**PROMPT**
From the article on microglia and anxiety below, list every experimental manipulation of microglia in mice that it describes, with the behavioral outcome it reports for each.

___ SELECTED EXCERPT

Anxiety disorders are a prevalent mental health concern, impacting approximately one in five individuals across the United States. Despite this, the underlying causes of anxiety within the brain remain largely shrouded in mystery. However, groundbreaking research conducted at the University of Utah has unveiled a surprising discovery: two distinct groups of brain cells in mice that act as catalysts and inhibitors of anxiety.
The revelation is particularly intriguing because these regulatory cells are not neurons, the traditional messengers of the brain. Instead, a type of immune cell known as microglia emerges as a key player in determining anxiety levels. One group of microglia appears to promote anxiety, while another group acts as a buffer, keeping anxiety in check.
"This finding is a game-changer," remarks Donn Van Deren, PhD, a postdoctoral research fellow at the University of Pennsylvania, who conducted the research during his fellowship in human genetics at the University of Utah Health. "It highlights the critical role of the brain's immune system in maintaining mental health. When this system is compromised, it can lead to specific neuropsychiatric disorders."
The study's results, published in Molecular Psychiatry, shed light on the complex interplay between brain immune cells and anxiety.
Researchers had previously established that microglial immune cells play a role in anxiety regulation. However, they believed that all microglia functioned similarly. When they interfered with a specific group of microglia called Hoxb8 microglia, mice exhibited anxious behavior. Surprisingly, when they suppressed the activity of all microglia, including both Hoxb8 and non-Hoxb8 microglia, the mice behaved normally.
This led researchers to hypothesize that the two groups of microglia have opposing roles. To confirm their theory, they needed to observe the behavior of each group independently.
The researchers' experiment was unconventional: they transplanted different types of microglia brain cells into mice that lacked microglia altogether.
They found that non-Hoxb8 microglia act as an accelerator for anxiety. When these cells were transplanted into microglia-deficient mice, the mice displayed classic signs of heightened anxiety, such as compulsive grooming and avoidance of open spaces. With only non-Hoxb8 microglia present, the anxiety accelerator was constantly engaged, with no brake to control it.
In contrast, Hoxb8 microglia act as a brake pedal for anxiety. Mice transplanted with only Hoxb8 microglia did not exhibit anxious behavior. Importantly, mice with both types of microglia - the accelerator and the brake - also remained anxiety-free. The non-Hoxb8 microglia may drive anxiety, but this is counterbalanced by the anxiety-preventing activity of Hoxb8 microglia, resulting in a balanced response.
"These two populations of microglia have opposite roles, working together to set the appropriate anxiety levels in response to environmental cues," explains Mario Capecchi, PhD, distinguished professor of human genetics at University of Utah Health and senior author of the study.
The researchers believe that their findings could pave the way for significant advancements in the understanding and treatment of anxiety disorders. "Humans also possess two populations of microglia that function similarly," Capecchi notes. "However, current medications for psychiatric conditions primarily target neurons."

______
___ GIVEN RECORDS

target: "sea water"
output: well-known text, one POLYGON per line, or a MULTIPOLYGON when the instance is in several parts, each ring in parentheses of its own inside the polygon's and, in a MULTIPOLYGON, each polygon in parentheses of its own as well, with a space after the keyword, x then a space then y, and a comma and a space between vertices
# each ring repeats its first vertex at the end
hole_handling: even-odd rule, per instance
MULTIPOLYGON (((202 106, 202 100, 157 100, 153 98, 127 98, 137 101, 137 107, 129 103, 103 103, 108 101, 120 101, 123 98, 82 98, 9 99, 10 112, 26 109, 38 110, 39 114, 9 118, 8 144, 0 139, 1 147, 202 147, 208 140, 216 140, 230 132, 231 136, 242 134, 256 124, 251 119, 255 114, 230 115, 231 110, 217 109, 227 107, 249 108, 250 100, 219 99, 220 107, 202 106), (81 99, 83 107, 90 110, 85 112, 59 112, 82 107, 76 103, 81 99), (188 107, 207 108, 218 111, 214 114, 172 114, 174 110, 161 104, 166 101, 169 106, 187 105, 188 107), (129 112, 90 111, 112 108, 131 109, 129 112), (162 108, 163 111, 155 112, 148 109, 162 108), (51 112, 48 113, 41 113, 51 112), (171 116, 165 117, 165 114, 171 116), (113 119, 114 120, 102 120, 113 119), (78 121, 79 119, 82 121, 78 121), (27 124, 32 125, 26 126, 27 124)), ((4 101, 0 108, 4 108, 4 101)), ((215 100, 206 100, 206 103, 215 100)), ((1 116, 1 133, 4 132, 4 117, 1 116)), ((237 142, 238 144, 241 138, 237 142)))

______
___ GIVEN RECORDS

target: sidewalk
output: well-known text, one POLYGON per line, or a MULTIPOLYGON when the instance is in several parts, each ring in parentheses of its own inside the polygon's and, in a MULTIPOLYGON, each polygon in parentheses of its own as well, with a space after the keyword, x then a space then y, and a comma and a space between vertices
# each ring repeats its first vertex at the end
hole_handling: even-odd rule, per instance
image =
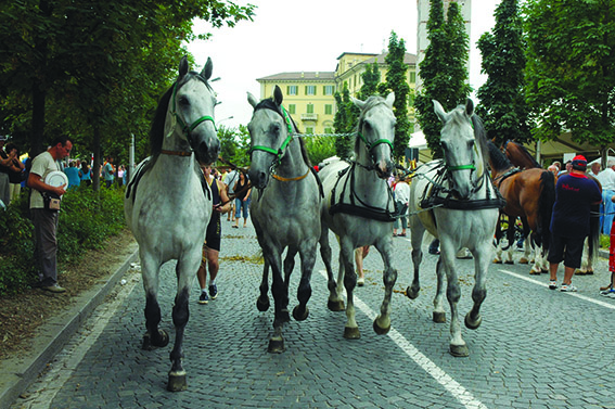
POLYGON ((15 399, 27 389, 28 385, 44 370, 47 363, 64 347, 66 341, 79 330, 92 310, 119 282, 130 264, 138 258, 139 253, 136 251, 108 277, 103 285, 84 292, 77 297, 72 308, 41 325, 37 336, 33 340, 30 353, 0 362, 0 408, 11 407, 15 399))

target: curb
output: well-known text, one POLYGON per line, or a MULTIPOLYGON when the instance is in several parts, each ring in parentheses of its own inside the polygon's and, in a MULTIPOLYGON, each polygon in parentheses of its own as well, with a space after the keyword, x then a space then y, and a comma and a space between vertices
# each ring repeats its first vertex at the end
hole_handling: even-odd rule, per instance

______

**ANSWER AREA**
- Interfering with Hoxb8 microglia: the mice exhibited anxious behavior.
- Suppressing the activity of all microglia, both Hoxb8 and non-Hoxb8: the mice behaved normally.
- Transplanting only non-Hoxb8 microglia into microglia-deficient mice: the mice displayed heightened anxiety, such as compulsive grooming and avoidance of open spaces.
- Transplanting only Hoxb8 microglia: the mice did not exhibit anxious behavior.
- Giving mice both types of microglia: the mice remained anxiety-free.